TRY IT.
Your answer must be an exact copy of the listing that follows, with all pictures omitted.

---+---

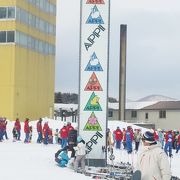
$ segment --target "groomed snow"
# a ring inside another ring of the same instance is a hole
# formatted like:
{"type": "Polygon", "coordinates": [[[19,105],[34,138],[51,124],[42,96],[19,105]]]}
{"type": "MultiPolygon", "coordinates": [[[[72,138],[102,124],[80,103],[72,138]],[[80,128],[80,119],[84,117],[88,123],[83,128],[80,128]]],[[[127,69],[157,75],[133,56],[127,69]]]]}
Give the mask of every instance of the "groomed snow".
{"type": "MultiPolygon", "coordinates": [[[[43,122],[49,122],[49,126],[55,130],[61,128],[63,122],[59,120],[45,119],[43,122]]],[[[0,143],[0,179],[2,180],[57,180],[66,179],[71,180],[88,180],[90,177],[82,174],[74,173],[70,168],[60,168],[54,161],[54,153],[60,148],[57,144],[43,145],[37,144],[36,138],[36,121],[30,122],[33,126],[32,143],[24,144],[24,133],[22,131],[19,142],[12,142],[12,127],[14,122],[8,122],[7,131],[9,140],[4,140],[0,143]]],[[[76,124],[73,124],[77,126],[76,124]]],[[[111,121],[108,127],[114,130],[117,126],[120,128],[126,127],[129,124],[111,121]]],[[[22,129],[24,123],[21,123],[22,129]]],[[[136,126],[133,126],[136,128],[136,126]]],[[[144,131],[145,129],[142,129],[144,131]]],[[[174,153],[174,151],[173,151],[174,153]]],[[[124,150],[115,150],[115,161],[128,161],[127,153],[124,150]]],[[[136,163],[137,154],[134,154],[134,161],[136,163]]],[[[109,162],[110,163],[110,162],[109,162]]],[[[174,153],[172,159],[172,173],[180,177],[180,156],[174,153]]]]}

---+---

SOLUTION BELOW.
$ segment --target "groomed snow"
# a ring inside another ring of the same instance is a hole
# formatted like:
{"type": "Polygon", "coordinates": [[[19,105],[34,138],[51,124],[42,96],[19,105]]]}
{"type": "MultiPolygon", "coordinates": [[[[72,138],[102,124],[80,103],[72,138]],[[80,128],[80,119],[84,117],[88,123],[83,128],[80,128]]],[[[127,69],[157,75],[133,56],[127,69]]]]}
Give the mask of every instance of the "groomed snow".
{"type": "MultiPolygon", "coordinates": [[[[43,122],[49,122],[49,126],[55,130],[61,128],[63,122],[59,120],[45,119],[43,122]]],[[[0,143],[0,179],[2,180],[57,180],[66,179],[71,180],[88,180],[90,177],[82,174],[74,173],[70,168],[60,168],[54,161],[54,153],[60,148],[57,144],[43,145],[37,144],[36,138],[36,121],[30,122],[33,126],[32,143],[24,144],[24,133],[22,131],[19,142],[12,142],[12,127],[14,122],[8,122],[7,131],[9,140],[4,140],[0,143]]],[[[76,124],[73,124],[77,126],[76,124]]],[[[111,121],[108,127],[114,130],[117,126],[120,128],[126,127],[129,124],[111,121]]],[[[22,129],[24,123],[21,123],[22,129]]],[[[136,126],[133,126],[136,128],[136,126]]],[[[144,131],[145,129],[142,129],[144,131]]],[[[174,153],[174,151],[173,151],[174,153]]],[[[124,150],[115,150],[115,161],[128,161],[127,153],[124,150]]],[[[136,163],[137,154],[134,154],[134,161],[136,163]]],[[[109,162],[110,163],[110,162],[109,162]]],[[[174,153],[172,159],[172,173],[180,177],[180,156],[174,153]]]]}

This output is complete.